◆ **SHORT EXERCISE**
Repeat the material verbatim and drop the pictures.

◆ **LISTED ENTRIES**
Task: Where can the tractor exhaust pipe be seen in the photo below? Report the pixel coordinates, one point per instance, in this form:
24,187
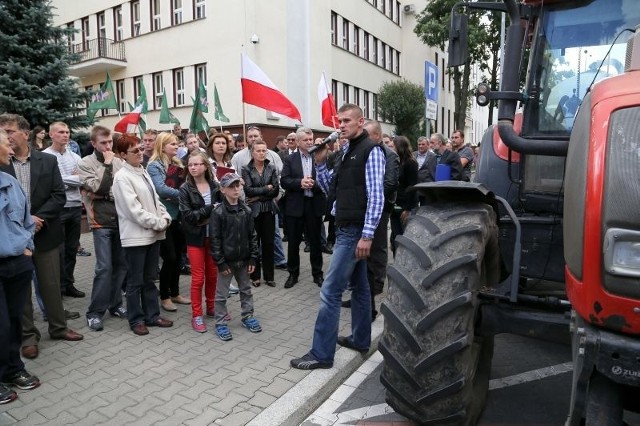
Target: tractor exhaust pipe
510,83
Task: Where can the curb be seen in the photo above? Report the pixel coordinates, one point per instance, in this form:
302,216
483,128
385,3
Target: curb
306,396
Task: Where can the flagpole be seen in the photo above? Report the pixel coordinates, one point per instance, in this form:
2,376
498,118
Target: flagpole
333,106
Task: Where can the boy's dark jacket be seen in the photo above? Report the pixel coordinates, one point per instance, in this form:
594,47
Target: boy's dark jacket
233,237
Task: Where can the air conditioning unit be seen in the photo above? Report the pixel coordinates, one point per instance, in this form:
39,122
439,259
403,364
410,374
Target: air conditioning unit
409,9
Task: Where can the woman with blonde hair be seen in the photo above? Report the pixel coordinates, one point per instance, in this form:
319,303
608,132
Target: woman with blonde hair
168,173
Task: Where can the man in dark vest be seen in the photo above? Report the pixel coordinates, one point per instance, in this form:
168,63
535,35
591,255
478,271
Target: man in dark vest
359,199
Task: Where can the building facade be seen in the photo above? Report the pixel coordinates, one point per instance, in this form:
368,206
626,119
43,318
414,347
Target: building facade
172,45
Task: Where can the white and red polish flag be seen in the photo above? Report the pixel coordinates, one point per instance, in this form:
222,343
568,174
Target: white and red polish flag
258,90
328,104
129,122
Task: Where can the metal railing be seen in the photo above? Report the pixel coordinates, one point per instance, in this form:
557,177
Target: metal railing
99,48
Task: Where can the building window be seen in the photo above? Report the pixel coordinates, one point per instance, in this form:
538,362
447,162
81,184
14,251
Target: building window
71,38
118,29
334,28
158,90
85,33
201,75
199,11
135,18
156,22
375,107
396,13
121,96
345,34
365,104
178,87
176,12
373,57
365,46
137,87
102,25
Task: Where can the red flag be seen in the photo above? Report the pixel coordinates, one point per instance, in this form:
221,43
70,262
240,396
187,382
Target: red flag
129,122
258,90
328,104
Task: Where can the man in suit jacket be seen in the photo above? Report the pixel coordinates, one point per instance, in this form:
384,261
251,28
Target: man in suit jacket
442,155
40,179
304,208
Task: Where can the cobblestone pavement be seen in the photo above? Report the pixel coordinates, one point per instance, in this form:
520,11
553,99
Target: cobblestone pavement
171,376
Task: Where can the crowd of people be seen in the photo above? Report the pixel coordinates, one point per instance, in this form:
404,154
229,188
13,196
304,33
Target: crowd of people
216,205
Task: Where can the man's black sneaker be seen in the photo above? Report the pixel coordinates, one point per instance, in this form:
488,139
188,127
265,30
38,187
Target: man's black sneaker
6,394
308,362
22,380
119,312
346,342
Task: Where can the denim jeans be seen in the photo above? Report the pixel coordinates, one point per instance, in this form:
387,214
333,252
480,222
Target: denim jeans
110,272
344,268
15,281
142,293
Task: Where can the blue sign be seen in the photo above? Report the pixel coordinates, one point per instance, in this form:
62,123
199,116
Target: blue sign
431,81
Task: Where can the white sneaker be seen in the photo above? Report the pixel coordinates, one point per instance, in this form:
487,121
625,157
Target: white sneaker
233,289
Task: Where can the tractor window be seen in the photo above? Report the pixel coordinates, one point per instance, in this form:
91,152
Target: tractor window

◆ **EXERCISE OUTPUT**
Task: Where can the tractor exhaust pipe be seen in the photo below? Report the pixel coordinates, one point per instance, in this form:
24,187
Target: tractor exhaust pipe
510,83
Task: Where can the curb be seen in the photo above? Report the pixel coordinates, one point per instance, in this form:
302,216
483,128
385,3
Target: curb
306,396
Task: Where can the flagpole be seen in the photo above? Report the pixel coordinates, one point per instance, in this form:
2,376
498,118
Target: flagpole
333,106
Task: Where can the boy's dark jacket be seen in the photo above? Report the pixel coordinates, one point per instance, in this form:
594,47
Target: boy's dark jacket
233,237
Task: Where can the air conditioning unit be seen in the photo above? Report the pixel coordinates, one point per instance, in this form:
39,122
439,259
403,364
410,374
Target: air conditioning unit
409,9
Task: Where can the woman with blonde hair be seen in the photo above? Report the pixel coordinates, one point per instance, in this form:
319,303
608,132
Target: woman with blonde hair
168,173
Task: Where can the man in dark vest be seen in the photo above? Report the pixel coordinates, one point per instance, in this form:
168,63
535,35
591,255
478,271
Target: man in dark vest
359,199
Task: Where can the building facade be seen in the photo above? Report the pixel coordinates, one point per instance, in this form:
368,206
626,119
43,318
414,347
Target: building facade
172,45
Task: Where can the white and red polish flag be seen in the photo above? Report the pixel coordinates, one point per instance, in this form:
222,343
568,174
Target: white and red polish flag
258,90
328,104
129,122
Task: Where can the metal railing be seen in the photo above? Report the pixel coordinates, one point per instance, in this form:
557,177
Target: metal railing
99,48
Task: Where can the building window be seen in the photo above? Report the pixel coordinates, one point per instance, in this form:
538,362
447,162
81,184
14,251
Target: building window
71,38
118,29
334,28
158,90
85,33
201,75
199,11
135,18
156,22
375,107
396,13
121,96
345,34
365,104
178,87
176,12
373,57
365,46
137,87
102,25
Task: Where can the red flag be seen in the photo above? Report the pixel coordinates, one point per instance, in this form:
221,43
70,262
240,396
187,382
Target: red flag
129,122
258,90
328,104
Task: Where can the man in suit jacket be seen in the photo above? Report the pixel coordinates, one point per instance, in this form:
384,261
251,28
Target: man in suit jacket
442,155
40,179
304,208
Task: Where can the cobblestone pavement be seen in the photo above? Report the pixel coordinates, one point per instance, in this form:
520,11
553,99
Target: cobblestone pavement
171,376
Task: Where can the crowd of people be seen in the photo above? Report the pixel coordinates, one point per instance, in this form:
404,154
229,188
13,196
304,33
Target: crowd of people
216,205
Task: Where can the man's black sneaker be seen in the photo above? Report the pixel coordinates, one point per instance, in this form:
488,139
188,127
265,30
38,187
Target: man's black sneaker
6,394
308,362
22,380
119,312
346,342
Task: Where can the denim jeans be seen in the photo above? Report the pixel coordinates, one point per instance, in this form:
387,214
333,252
480,222
Target: denim jeans
110,272
344,268
15,281
142,293
Task: Where can the blue sign be seen in the photo above? Report the pixel coordinates, one point per instance, in this form:
62,123
199,116
Target: blue sign
431,81
Task: Where can the white sneaker be seen in the photo above? Report the pixel coordinates, one point per instance, in this form:
487,121
625,157
Target: white sneaker
233,289
Task: Where can the tractor window be seen in the photo above? Report the pixel coordinates, one point per instance, in this form:
91,152
Target: tractor window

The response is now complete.